Copy out, in full, each line in the items below that contains the word "military".

INFORMATION GIVEN>
--------------------------------------------------
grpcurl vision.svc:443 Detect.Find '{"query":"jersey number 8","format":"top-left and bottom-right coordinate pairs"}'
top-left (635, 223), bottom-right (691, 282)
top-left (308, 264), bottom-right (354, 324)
--------------------------------------------------
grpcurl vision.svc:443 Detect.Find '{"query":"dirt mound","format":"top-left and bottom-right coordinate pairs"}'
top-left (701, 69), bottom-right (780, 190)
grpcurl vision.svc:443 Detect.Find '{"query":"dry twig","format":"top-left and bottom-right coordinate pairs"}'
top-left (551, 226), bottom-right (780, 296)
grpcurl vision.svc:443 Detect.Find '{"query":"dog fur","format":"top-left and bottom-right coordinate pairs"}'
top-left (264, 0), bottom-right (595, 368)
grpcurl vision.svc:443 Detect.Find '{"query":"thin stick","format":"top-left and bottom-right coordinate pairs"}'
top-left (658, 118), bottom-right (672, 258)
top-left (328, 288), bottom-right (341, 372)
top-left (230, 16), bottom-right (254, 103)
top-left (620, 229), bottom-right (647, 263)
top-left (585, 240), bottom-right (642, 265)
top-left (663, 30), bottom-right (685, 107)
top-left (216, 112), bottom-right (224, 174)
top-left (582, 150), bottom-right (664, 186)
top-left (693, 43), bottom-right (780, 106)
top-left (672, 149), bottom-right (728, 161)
--------------------------------------------------
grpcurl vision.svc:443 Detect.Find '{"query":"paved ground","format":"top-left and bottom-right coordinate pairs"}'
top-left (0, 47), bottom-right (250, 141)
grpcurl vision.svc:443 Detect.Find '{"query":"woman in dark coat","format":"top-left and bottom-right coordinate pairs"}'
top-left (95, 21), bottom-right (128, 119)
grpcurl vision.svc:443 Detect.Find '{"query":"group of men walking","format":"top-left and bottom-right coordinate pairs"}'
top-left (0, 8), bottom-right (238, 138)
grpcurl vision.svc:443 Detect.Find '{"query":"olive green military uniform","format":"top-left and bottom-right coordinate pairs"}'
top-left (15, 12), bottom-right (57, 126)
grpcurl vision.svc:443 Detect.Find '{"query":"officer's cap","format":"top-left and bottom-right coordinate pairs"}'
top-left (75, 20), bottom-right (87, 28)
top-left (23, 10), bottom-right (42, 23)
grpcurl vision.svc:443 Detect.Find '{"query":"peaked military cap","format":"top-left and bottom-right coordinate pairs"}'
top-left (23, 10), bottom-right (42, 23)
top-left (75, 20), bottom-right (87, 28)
--------------------------------------------------
WRITTEN RESPONSE>
grpcurl vision.svc:443 Detect.Find '{"query":"olive green military uniform","format":"top-left and bottom-right coordinate pairs"}'
grpcurl vision.svc:443 Detect.Find '{"query":"peaked military cap","format":"top-left and bottom-right coordinate pairs"}'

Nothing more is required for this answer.